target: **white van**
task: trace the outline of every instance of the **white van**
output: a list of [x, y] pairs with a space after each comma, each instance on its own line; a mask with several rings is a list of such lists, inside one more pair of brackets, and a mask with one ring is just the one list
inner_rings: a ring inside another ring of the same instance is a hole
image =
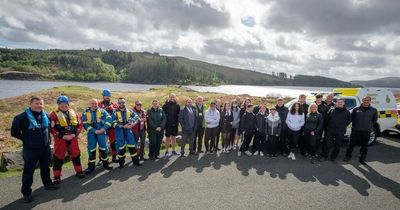
[[[368, 145], [375, 143], [376, 138], [381, 136], [382, 132], [395, 129], [397, 124], [397, 108], [396, 99], [393, 92], [387, 88], [337, 88], [333, 89], [334, 100], [343, 98], [346, 108], [351, 112], [354, 107], [358, 107], [362, 103], [362, 98], [366, 95], [372, 98], [371, 106], [378, 110], [378, 122], [371, 131], [371, 138]], [[323, 93], [326, 94], [326, 93]], [[286, 103], [285, 106], [290, 107], [298, 99], [293, 99]], [[315, 101], [315, 94], [307, 96], [307, 104]], [[351, 125], [347, 129], [346, 137], [351, 133]]]

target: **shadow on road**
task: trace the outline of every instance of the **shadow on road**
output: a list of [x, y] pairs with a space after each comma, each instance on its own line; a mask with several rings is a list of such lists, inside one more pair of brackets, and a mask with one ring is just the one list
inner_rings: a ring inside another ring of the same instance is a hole
[[[389, 137], [384, 142], [378, 142], [369, 148], [368, 162], [380, 162], [383, 164], [400, 163], [400, 141], [397, 138]], [[343, 157], [345, 148], [342, 148], [339, 156]], [[357, 147], [354, 157], [359, 152]], [[371, 166], [361, 166], [354, 158], [350, 163], [338, 161], [337, 163], [318, 162], [311, 164], [307, 159], [298, 156], [298, 160], [292, 161], [286, 157], [265, 158], [265, 157], [238, 157], [236, 152], [229, 154], [207, 154], [201, 156], [189, 156], [185, 158], [160, 159], [158, 161], [147, 161], [142, 167], [127, 166], [124, 169], [114, 169], [101, 175], [88, 176], [85, 179], [78, 179], [70, 176], [62, 181], [62, 189], [48, 192], [39, 188], [33, 192], [35, 201], [30, 204], [22, 204], [20, 199], [6, 205], [5, 209], [33, 208], [41, 203], [50, 200], [61, 199], [68, 202], [78, 196], [93, 191], [104, 190], [112, 185], [111, 181], [124, 182], [128, 179], [137, 178], [145, 182], [157, 173], [164, 178], [170, 178], [174, 173], [183, 172], [188, 168], [194, 168], [196, 173], [202, 173], [205, 169], [219, 170], [224, 166], [233, 166], [238, 172], [247, 177], [252, 171], [259, 176], [269, 176], [274, 179], [285, 180], [288, 176], [294, 176], [301, 182], [319, 182], [326, 186], [339, 186], [341, 182], [346, 183], [362, 196], [368, 196], [368, 189], [371, 184], [391, 192], [400, 199], [400, 184], [383, 176], [381, 172]], [[168, 165], [168, 163], [171, 163]], [[357, 169], [351, 171], [351, 167]], [[97, 171], [101, 171], [98, 169]], [[360, 176], [361, 175], [361, 176]], [[371, 183], [371, 184], [370, 184]], [[68, 186], [68, 187], [66, 187]]]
________________________
* **Aim**:
Extract all the entries word for word; omit any pictures.

* **The response**:
target: **white van**
task: trace the outline of every instance of the **white van**
output: a list of [x, y] pairs with a space after each comma, each instance on its own line; a mask with several rings is a list of such lists, inside one more pair of brackets, and a mask with one ring is just the one list
inner_rings: a ring inside another ring of the same instance is a hole
image =
[[[368, 145], [375, 143], [376, 138], [381, 136], [382, 132], [395, 129], [397, 124], [397, 108], [396, 99], [393, 92], [387, 88], [337, 88], [333, 89], [334, 100], [343, 98], [346, 108], [351, 112], [354, 107], [358, 107], [362, 103], [362, 98], [366, 95], [372, 98], [371, 106], [378, 110], [378, 122], [371, 131], [371, 138]], [[323, 93], [326, 94], [326, 93]], [[286, 103], [285, 106], [290, 107], [298, 99], [293, 99]], [[315, 101], [315, 94], [307, 96], [307, 104]], [[351, 125], [347, 129], [346, 137], [351, 133]]]

target: **shadow on road**
task: trace the outline of every instance of the **shadow on road**
output: a list of [x, y] pairs with a space after each comma, each instance on its own line; a mask with several rings is a list of such lists, inside one more pair of brackets, and a mask with one ring is just the one list
inner_rings: a ring inside another ring of the same instance is a hole
[[[389, 137], [384, 142], [378, 142], [369, 148], [368, 162], [380, 162], [383, 164], [400, 163], [400, 141], [397, 138]], [[343, 157], [345, 148], [342, 148], [339, 156]], [[357, 147], [354, 157], [359, 152]], [[371, 166], [361, 166], [354, 158], [350, 163], [338, 161], [337, 163], [318, 162], [311, 164], [307, 159], [298, 156], [298, 160], [292, 161], [286, 157], [265, 158], [265, 157], [238, 157], [236, 152], [229, 154], [207, 154], [201, 156], [189, 156], [185, 158], [160, 159], [158, 161], [147, 161], [142, 167], [127, 166], [124, 169], [114, 169], [101, 175], [88, 176], [85, 179], [78, 179], [70, 176], [62, 181], [62, 189], [48, 192], [39, 188], [33, 192], [35, 201], [30, 204], [22, 204], [20, 199], [6, 205], [5, 209], [33, 208], [41, 203], [50, 200], [61, 199], [68, 202], [78, 196], [93, 191], [104, 190], [112, 185], [111, 181], [124, 182], [128, 179], [137, 178], [145, 182], [157, 173], [164, 178], [170, 178], [174, 173], [183, 172], [188, 168], [194, 168], [196, 173], [202, 173], [205, 169], [219, 170], [224, 166], [233, 166], [238, 172], [247, 177], [252, 171], [259, 176], [269, 176], [274, 179], [285, 180], [288, 176], [294, 176], [301, 182], [319, 182], [326, 186], [339, 186], [341, 182], [346, 183], [362, 196], [368, 196], [368, 189], [371, 184], [391, 192], [400, 199], [400, 184], [383, 176], [381, 172]], [[168, 165], [168, 163], [171, 163]], [[357, 169], [351, 171], [351, 167]], [[97, 171], [101, 171], [98, 169]], [[360, 176], [361, 175], [361, 176]], [[371, 183], [371, 184], [370, 184]], [[68, 186], [68, 187], [66, 187]]]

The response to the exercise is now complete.